# EXCERPTED DATA:
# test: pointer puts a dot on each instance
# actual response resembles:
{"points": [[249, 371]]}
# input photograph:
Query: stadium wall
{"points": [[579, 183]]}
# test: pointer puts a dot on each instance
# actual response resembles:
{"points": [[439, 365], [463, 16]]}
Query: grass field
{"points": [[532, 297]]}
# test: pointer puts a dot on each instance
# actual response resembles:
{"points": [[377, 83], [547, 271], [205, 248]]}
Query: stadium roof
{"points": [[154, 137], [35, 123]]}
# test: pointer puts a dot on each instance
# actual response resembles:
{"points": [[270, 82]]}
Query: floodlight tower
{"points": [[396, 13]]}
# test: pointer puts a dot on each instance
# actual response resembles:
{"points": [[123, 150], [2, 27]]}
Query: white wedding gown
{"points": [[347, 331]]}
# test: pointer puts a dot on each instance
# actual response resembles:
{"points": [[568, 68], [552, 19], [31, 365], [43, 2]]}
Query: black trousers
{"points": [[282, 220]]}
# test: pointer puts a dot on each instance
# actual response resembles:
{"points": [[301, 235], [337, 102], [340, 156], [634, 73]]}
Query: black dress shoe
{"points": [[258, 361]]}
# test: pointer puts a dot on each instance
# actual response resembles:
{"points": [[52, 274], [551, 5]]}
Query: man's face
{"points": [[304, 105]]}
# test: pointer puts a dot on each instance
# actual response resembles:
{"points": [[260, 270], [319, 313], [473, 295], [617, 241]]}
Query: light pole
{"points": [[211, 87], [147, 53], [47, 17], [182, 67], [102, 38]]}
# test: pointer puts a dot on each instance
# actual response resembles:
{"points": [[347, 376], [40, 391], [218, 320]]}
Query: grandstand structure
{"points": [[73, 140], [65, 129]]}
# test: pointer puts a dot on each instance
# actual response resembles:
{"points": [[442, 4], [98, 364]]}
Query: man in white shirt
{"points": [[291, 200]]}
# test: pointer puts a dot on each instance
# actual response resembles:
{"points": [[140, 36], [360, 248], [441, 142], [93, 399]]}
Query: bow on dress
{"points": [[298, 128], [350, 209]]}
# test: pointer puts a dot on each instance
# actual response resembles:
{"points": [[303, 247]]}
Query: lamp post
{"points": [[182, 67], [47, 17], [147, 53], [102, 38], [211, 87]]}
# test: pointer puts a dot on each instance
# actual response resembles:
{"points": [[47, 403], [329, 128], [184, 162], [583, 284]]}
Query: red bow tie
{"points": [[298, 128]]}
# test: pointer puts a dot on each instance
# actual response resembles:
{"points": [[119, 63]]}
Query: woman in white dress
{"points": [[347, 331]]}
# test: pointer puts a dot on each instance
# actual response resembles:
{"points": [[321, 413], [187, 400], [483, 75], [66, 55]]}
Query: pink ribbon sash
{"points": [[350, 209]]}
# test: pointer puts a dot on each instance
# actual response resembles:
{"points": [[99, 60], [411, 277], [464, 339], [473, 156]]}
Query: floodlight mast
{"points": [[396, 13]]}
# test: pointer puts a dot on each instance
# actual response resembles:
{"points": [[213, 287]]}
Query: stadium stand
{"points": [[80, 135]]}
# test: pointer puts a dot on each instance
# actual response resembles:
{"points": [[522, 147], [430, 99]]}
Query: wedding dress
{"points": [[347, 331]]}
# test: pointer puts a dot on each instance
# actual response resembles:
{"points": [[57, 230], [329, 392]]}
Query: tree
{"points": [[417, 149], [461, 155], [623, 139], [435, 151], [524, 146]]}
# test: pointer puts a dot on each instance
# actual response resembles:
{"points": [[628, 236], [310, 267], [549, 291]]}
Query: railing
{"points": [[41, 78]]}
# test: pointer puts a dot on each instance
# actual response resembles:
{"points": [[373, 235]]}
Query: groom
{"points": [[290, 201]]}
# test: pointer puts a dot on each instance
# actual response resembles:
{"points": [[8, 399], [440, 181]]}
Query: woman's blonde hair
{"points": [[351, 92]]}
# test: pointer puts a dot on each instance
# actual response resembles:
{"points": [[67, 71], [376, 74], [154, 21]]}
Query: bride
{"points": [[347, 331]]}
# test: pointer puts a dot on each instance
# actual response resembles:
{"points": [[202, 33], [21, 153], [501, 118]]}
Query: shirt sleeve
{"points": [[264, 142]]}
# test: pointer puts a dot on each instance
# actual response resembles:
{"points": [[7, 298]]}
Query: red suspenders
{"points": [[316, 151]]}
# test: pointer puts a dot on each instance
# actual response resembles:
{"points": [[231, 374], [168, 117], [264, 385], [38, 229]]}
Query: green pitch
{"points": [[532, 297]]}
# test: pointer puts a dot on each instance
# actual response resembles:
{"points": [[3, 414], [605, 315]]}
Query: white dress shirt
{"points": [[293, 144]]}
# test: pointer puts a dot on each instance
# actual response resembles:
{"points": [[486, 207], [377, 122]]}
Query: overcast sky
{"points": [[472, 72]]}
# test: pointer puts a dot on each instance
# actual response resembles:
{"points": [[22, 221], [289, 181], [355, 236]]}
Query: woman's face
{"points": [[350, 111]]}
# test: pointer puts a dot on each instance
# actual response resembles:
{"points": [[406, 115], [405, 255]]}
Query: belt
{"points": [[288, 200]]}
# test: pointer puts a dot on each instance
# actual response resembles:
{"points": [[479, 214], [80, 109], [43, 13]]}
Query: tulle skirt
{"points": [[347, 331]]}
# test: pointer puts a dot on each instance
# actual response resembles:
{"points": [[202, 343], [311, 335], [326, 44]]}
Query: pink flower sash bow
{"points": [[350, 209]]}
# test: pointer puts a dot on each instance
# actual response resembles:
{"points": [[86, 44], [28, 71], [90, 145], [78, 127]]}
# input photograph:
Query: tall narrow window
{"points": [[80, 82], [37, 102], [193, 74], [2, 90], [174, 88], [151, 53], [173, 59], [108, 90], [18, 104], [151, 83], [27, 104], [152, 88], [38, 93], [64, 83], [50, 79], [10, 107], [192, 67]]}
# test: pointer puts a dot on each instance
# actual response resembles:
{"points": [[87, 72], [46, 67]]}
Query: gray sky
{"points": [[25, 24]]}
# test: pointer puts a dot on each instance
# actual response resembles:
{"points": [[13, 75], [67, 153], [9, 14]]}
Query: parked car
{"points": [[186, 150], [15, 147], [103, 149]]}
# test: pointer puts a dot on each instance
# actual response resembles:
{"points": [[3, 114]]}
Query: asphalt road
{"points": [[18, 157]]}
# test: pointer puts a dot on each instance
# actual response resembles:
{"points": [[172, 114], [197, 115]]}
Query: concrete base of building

# WHAT YOU HAVE TO DO:
Would you write out the listing above exactly, in full?

# FINISHED TASK:
# test: pointer puts a dot on each instance
# actual response resembles:
{"points": [[249, 371]]}
# input photograph:
Query: stadium wall
{"points": [[579, 183]]}
# test: pointer puts a dot on each instance
# actual response resembles:
{"points": [[439, 365], [463, 16]]}
Query: grass field
{"points": [[532, 297]]}
# test: pointer puts a dot on each instance
# actual response resembles:
{"points": [[377, 83], [547, 271], [205, 248]]}
Query: stadium roof
{"points": [[154, 137], [35, 123]]}
# test: pointer puts a dot on each instance
# actual response resembles:
{"points": [[270, 82]]}
Query: floodlight tower
{"points": [[396, 13]]}
# test: pointer puts a dot on each instance
# actual response resembles:
{"points": [[123, 150], [2, 27]]}
Query: white wedding gown
{"points": [[347, 331]]}
# test: pointer puts a dot on each instance
# actual response resembles:
{"points": [[568, 68], [552, 19], [31, 365], [43, 2]]}
Query: black trousers
{"points": [[282, 220]]}
# test: pointer puts a dot on each instance
# actual response resembles:
{"points": [[301, 235], [337, 102], [340, 156], [634, 73]]}
Query: black dress shoe
{"points": [[258, 361]]}
# test: pointer puts a dot on each instance
# actual response resembles:
{"points": [[52, 274], [551, 5]]}
Query: man's face
{"points": [[304, 105]]}
# test: pointer puts a dot on each instance
# actual response resembles:
{"points": [[260, 270], [319, 313], [473, 295], [617, 241]]}
Query: light pole
{"points": [[211, 87], [147, 53], [47, 17], [182, 67], [102, 38]]}
# test: pointer puts a dot on each instance
# actual response resembles:
{"points": [[347, 376], [40, 391], [218, 320]]}
Query: grandstand structure
{"points": [[73, 140], [65, 129]]}
# test: pointer puts a dot on each instance
# actual response resembles:
{"points": [[442, 4], [98, 364]]}
Query: man in white shirt
{"points": [[291, 200]]}
# test: pointer puts a dot on each instance
# actual response resembles:
{"points": [[140, 36], [360, 248], [441, 142], [93, 399]]}
Query: bow on dress
{"points": [[298, 128], [350, 209]]}
# test: pointer puts a dot on each instance
# actual response resembles:
{"points": [[303, 247]]}
Query: lamp post
{"points": [[182, 67], [47, 17], [147, 53], [102, 38], [211, 87]]}
# test: pointer puts a dot on each instance
# actual response resembles:
{"points": [[47, 403], [329, 128], [184, 162], [583, 284]]}
Query: red bow tie
{"points": [[298, 128]]}
# test: pointer puts a dot on each instance
# actual response resembles:
{"points": [[119, 63]]}
Query: woman in white dress
{"points": [[347, 331]]}
# test: pointer puts a dot on each instance
# actual response resembles:
{"points": [[321, 413], [187, 400], [483, 75], [66, 55]]}
Query: pink ribbon sash
{"points": [[350, 209]]}
# test: pointer puts a dot on each instance
# actual response resembles:
{"points": [[99, 60], [411, 277], [464, 339], [473, 156]]}
Query: floodlight mast
{"points": [[396, 13]]}
# test: pointer puts a dot on each instance
# actual response resembles:
{"points": [[213, 287]]}
Query: stadium stand
{"points": [[80, 135]]}
# test: pointer puts a dot on each instance
# actual response resembles:
{"points": [[522, 147], [430, 99]]}
Query: wedding dress
{"points": [[347, 331]]}
# test: pointer puts a dot on each instance
# actual response resembles:
{"points": [[57, 230], [329, 392]]}
Query: tree
{"points": [[417, 149], [461, 155], [623, 139], [435, 151], [524, 146]]}
# test: pointer puts a dot on each instance
# actual response resembles:
{"points": [[628, 236], [310, 267], [549, 291]]}
Query: railing
{"points": [[41, 78]]}
# test: pointer puts a dot on each instance
# actual response resembles:
{"points": [[373, 235]]}
Query: groom
{"points": [[290, 201]]}
# test: pointer puts a dot on each instance
# actual response resembles:
{"points": [[8, 399], [440, 181]]}
Query: woman's blonde hair
{"points": [[351, 92]]}
# test: pointer puts a dot on each instance
# actual response resembles:
{"points": [[67, 71], [376, 74], [154, 21]]}
Query: bride
{"points": [[347, 331]]}
# test: pointer puts a dot on each instance
# actual response resembles:
{"points": [[202, 33], [21, 153], [501, 118]]}
Query: shirt sleeve
{"points": [[264, 142]]}
# test: pointer puts a dot on each instance
# actual response resembles:
{"points": [[7, 298]]}
Query: red suspenders
{"points": [[316, 151]]}
# test: pointer puts a dot on each instance
# actual response resembles:
{"points": [[231, 374], [168, 117], [264, 385], [38, 229]]}
Query: green pitch
{"points": [[532, 297]]}
# test: pointer puts a dot on each instance
# actual response resembles:
{"points": [[3, 414], [605, 315]]}
Query: white dress shirt
{"points": [[293, 144]]}
# test: pointer puts a dot on each instance
# actual response resembles:
{"points": [[486, 207], [377, 122]]}
Query: overcast sky
{"points": [[472, 72]]}
# test: pointer puts a dot on each instance
# actual response resembles:
{"points": [[22, 221], [289, 181], [355, 236]]}
Query: woman's face
{"points": [[350, 111]]}
# test: pointer puts a dot on each instance
# actual response resembles:
{"points": [[406, 115], [405, 255]]}
Query: belt
{"points": [[288, 200]]}
# test: pointer puts a dot on each instance
# actual response resembles:
{"points": [[479, 214], [80, 109], [43, 13]]}
Query: tulle skirt
{"points": [[347, 331]]}
# test: pointer puts a dot on each instance
# actual response resembles:
{"points": [[202, 343], [311, 335], [326, 44]]}
Query: pink flower sash bow
{"points": [[350, 209]]}
# test: pointer puts a dot on each instance
# actual response resembles:
{"points": [[86, 44], [28, 71], [90, 145], [78, 127]]}
# input photograph:
Query: tall narrow window
{"points": [[80, 82], [37, 102], [193, 74], [2, 90], [174, 88], [151, 53], [173, 59], [108, 90], [18, 104], [151, 83], [27, 104], [152, 88], [38, 93], [64, 83], [50, 79], [10, 107], [192, 67]]}
# test: pointer puts a dot on each instance
# actual response resembles:
{"points": [[87, 72], [46, 67]]}
Query: gray sky
{"points": [[25, 24]]}
# test: pointer puts a dot on each instance
# actual response resembles:
{"points": [[13, 75], [67, 153], [9, 14]]}
Query: parked car
{"points": [[186, 150], [15, 147], [103, 149]]}
# test: pointer puts a dot on each instance
# actual response resembles:
{"points": [[3, 114]]}
Query: asphalt road
{"points": [[18, 157]]}
# test: pointer puts a dot on each instance
# actual response resembles:
{"points": [[172, 114], [197, 115]]}
Query: concrete base of building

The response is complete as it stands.